──────── Records for this exercise

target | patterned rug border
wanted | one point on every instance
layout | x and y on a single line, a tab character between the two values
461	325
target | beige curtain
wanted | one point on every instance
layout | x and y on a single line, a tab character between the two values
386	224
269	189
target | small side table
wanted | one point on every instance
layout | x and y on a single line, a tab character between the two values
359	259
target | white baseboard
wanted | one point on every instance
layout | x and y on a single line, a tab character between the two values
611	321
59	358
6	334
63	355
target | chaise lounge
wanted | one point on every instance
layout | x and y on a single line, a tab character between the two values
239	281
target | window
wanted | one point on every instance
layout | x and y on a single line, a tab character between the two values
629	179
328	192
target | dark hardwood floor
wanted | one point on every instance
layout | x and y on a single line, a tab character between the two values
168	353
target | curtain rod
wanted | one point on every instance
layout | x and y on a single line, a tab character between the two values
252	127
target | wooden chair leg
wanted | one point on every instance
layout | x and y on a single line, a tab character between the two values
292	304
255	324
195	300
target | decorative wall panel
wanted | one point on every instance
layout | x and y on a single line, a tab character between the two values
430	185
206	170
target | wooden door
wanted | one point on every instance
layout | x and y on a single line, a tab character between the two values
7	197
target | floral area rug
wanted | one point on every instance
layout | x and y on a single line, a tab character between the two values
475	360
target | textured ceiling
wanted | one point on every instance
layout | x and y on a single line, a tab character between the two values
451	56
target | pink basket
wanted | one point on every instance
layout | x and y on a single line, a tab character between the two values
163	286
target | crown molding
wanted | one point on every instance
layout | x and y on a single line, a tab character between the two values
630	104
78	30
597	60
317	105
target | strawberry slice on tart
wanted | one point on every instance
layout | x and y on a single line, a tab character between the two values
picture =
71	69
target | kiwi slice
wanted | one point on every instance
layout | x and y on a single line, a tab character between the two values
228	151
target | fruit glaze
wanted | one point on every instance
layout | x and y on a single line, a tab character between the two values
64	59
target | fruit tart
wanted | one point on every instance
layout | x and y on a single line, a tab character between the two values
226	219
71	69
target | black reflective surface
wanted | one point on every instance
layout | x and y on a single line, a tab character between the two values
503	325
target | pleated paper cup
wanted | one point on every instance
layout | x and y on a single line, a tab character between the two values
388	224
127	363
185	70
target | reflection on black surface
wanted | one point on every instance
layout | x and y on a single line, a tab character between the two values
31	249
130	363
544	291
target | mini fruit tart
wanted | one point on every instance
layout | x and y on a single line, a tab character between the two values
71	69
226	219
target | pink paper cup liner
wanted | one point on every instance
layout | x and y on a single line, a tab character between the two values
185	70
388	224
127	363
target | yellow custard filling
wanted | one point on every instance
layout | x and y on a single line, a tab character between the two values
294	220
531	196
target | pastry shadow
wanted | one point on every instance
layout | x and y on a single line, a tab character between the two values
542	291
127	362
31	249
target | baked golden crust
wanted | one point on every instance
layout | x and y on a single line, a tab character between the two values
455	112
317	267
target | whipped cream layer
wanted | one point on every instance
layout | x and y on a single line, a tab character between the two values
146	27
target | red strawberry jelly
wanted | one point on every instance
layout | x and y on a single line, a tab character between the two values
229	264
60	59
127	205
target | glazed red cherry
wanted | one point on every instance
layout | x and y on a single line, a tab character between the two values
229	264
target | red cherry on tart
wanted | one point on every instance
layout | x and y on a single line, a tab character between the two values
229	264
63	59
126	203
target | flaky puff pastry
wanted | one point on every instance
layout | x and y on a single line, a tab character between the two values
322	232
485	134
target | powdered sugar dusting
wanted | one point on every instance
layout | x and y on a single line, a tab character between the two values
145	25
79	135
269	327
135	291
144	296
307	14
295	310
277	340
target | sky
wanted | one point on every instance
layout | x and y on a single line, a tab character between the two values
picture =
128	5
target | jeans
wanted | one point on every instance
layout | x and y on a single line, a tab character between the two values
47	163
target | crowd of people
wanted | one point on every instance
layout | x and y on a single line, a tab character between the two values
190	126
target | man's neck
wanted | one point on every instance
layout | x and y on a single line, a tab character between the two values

────────────────

▶ About this task
List the lines of the entries that include "slice".

▶ Answer for the task
target | strawberry slice on tart
target | kiwi slice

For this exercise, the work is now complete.